● **EXERCISE DETAILS**
How many lines of the material below contain the string "shirt"? Reply with the number alone.

Rows from a dataset for labeling boxes
════
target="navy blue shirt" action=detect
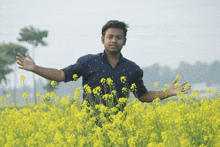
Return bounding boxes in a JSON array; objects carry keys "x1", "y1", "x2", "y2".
[{"x1": 61, "y1": 50, "x2": 147, "y2": 104}]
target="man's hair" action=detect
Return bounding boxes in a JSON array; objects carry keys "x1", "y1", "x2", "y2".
[{"x1": 102, "y1": 20, "x2": 129, "y2": 38}]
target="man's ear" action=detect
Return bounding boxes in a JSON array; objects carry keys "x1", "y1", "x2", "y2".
[
  {"x1": 123, "y1": 38, "x2": 127, "y2": 45},
  {"x1": 101, "y1": 36, "x2": 105, "y2": 44}
]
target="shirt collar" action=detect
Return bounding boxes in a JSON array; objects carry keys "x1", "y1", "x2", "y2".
[{"x1": 101, "y1": 50, "x2": 124, "y2": 62}]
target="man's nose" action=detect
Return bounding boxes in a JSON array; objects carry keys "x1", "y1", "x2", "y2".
[{"x1": 112, "y1": 38, "x2": 117, "y2": 42}]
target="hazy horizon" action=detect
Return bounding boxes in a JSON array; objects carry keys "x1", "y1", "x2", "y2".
[{"x1": 0, "y1": 0, "x2": 220, "y2": 87}]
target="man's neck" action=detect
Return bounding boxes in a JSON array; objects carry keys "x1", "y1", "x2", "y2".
[{"x1": 105, "y1": 51, "x2": 121, "y2": 61}]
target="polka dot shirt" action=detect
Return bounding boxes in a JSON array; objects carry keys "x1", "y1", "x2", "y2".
[{"x1": 61, "y1": 51, "x2": 147, "y2": 104}]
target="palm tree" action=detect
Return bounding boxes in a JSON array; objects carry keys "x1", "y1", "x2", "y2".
[{"x1": 18, "y1": 26, "x2": 48, "y2": 104}]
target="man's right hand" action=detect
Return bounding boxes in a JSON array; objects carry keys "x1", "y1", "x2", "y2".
[{"x1": 16, "y1": 53, "x2": 36, "y2": 71}]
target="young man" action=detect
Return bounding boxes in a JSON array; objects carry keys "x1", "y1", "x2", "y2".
[{"x1": 16, "y1": 20, "x2": 190, "y2": 105}]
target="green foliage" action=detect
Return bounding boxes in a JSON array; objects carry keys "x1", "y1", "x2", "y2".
[
  {"x1": 18, "y1": 26, "x2": 48, "y2": 47},
  {"x1": 0, "y1": 43, "x2": 28, "y2": 84}
]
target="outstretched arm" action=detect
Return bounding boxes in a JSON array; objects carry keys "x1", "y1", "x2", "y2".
[
  {"x1": 16, "y1": 53, "x2": 65, "y2": 82},
  {"x1": 139, "y1": 78, "x2": 191, "y2": 102}
]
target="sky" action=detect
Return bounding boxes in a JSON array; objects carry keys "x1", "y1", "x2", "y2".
[{"x1": 0, "y1": 0, "x2": 220, "y2": 86}]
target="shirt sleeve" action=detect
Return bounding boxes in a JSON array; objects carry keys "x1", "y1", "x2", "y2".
[
  {"x1": 61, "y1": 56, "x2": 88, "y2": 83},
  {"x1": 133, "y1": 68, "x2": 147, "y2": 98}
]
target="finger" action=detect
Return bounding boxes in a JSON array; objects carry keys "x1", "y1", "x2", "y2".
[
  {"x1": 26, "y1": 53, "x2": 32, "y2": 60},
  {"x1": 18, "y1": 53, "x2": 24, "y2": 60},
  {"x1": 16, "y1": 61, "x2": 23, "y2": 66},
  {"x1": 181, "y1": 81, "x2": 189, "y2": 86},
  {"x1": 16, "y1": 56, "x2": 23, "y2": 63},
  {"x1": 18, "y1": 67, "x2": 26, "y2": 70},
  {"x1": 183, "y1": 91, "x2": 189, "y2": 94},
  {"x1": 172, "y1": 78, "x2": 178, "y2": 85}
]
════
● **FULL RESPONSE**
4